• _Work instructions_
Reproduce the material from the line containing "You are given a photograph. For the cloud" through the end, switching "return" to "give" and keeping everything else unchanged.

Entries drawn from a collection
· · · ·
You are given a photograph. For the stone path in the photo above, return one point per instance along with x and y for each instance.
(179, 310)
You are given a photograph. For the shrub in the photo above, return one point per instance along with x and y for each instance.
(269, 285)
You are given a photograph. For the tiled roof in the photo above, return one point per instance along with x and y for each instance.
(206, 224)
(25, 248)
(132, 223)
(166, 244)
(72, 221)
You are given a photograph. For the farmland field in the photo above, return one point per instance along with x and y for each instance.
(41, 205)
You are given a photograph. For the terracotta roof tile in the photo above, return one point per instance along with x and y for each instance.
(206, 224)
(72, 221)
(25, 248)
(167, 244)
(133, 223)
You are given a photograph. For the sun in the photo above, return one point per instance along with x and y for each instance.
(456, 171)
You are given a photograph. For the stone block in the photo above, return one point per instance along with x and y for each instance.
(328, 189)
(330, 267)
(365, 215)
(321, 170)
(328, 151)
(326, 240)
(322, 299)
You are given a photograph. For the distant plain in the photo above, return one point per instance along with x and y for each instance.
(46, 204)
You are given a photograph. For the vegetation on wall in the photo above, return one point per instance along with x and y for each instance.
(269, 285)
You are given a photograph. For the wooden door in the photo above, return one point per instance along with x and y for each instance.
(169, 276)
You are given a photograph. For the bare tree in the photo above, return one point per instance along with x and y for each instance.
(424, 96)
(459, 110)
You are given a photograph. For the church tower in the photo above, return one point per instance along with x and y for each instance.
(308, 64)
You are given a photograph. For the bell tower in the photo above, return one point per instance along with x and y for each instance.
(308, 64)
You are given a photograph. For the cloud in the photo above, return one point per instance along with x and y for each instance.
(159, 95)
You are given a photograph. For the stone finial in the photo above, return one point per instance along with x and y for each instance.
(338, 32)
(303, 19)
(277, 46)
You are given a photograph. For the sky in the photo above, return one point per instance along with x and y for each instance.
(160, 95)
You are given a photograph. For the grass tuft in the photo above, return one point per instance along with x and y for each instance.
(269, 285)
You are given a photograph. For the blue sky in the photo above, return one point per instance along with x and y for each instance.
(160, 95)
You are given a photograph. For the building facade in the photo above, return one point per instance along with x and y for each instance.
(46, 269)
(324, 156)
· · · ·
• _Exercise result_
You are given a photograph. For the cloud in the photo above, give one point per instance along with x and y for each instance.
(159, 95)
You are given a photograph. For the stone finial in the photo above, give one point per instance along with x and y for each instance.
(338, 32)
(303, 19)
(277, 46)
You are given a photograph. For the sky in the photo above, give one point per instance along with x and y for each instance.
(160, 95)
You are given a photograph. For the grass tuft in the photo above, give one point per instance along with x and y for each instance.
(269, 285)
You are given a photograph. For the blue sky in the photo above, give one point per instance along with x and y for each instance.
(160, 95)
You are given a photograph. For the building facade in the photo above, give one point per instance along with x and y for each instance.
(46, 269)
(324, 156)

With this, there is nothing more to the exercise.